■ Material for the task ■
* * *

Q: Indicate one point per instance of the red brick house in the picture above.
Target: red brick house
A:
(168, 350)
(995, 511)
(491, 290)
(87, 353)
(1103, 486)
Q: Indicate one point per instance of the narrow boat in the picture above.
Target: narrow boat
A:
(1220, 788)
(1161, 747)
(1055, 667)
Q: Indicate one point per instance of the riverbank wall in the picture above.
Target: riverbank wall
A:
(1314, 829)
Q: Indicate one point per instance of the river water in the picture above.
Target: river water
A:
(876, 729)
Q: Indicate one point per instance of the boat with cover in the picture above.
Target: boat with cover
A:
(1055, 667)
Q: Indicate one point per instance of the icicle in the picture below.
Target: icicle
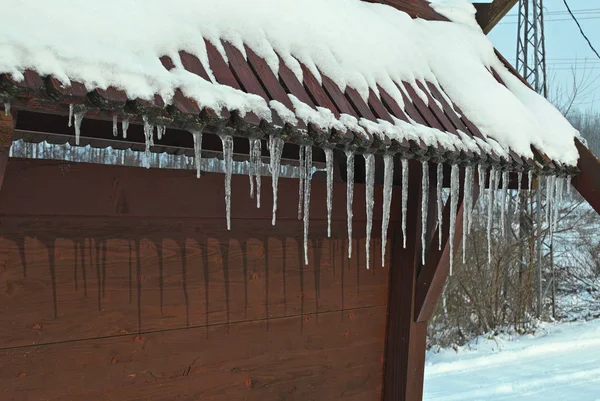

* * *

■ What this task involves ■
What lines in the material above include "cover"? Copy every one of them.

■ Task solution ■
Q: Indicate one point per instance of the boat with cover in the picture above.
Target: boat with cover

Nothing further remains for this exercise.